Data START
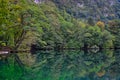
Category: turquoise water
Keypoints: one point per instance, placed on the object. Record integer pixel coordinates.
(62, 65)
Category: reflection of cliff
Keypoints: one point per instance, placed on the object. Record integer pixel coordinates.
(72, 65)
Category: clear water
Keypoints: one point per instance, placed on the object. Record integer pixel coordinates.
(64, 65)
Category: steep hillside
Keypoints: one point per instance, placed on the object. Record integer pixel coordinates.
(97, 9)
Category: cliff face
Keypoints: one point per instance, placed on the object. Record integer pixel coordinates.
(97, 9)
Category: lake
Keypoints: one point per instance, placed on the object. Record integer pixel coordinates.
(61, 65)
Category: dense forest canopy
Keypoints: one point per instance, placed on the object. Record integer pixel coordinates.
(69, 23)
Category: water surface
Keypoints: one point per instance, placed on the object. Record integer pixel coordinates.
(62, 65)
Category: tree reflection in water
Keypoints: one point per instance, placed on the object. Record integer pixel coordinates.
(65, 65)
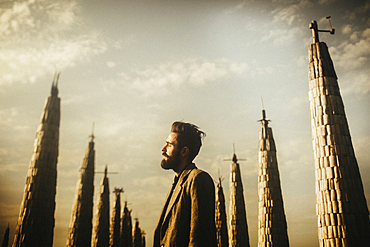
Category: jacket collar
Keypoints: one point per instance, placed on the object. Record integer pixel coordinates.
(183, 176)
(185, 173)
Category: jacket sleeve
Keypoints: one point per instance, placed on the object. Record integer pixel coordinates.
(202, 212)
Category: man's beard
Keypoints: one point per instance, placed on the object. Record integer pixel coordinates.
(172, 162)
Data END
Which lines of the data contain the string "Category"? Copy each of them.

Category: turquoise water
Category: reflection of cliff
Category: clear water
Category: steep hillside
Category: cliff face
Category: lake
Category: dense forest canopy
Category: water surface
Category: tree reflection in water
Category: jacket collar
Category: jacket sleeve
Category: man's beard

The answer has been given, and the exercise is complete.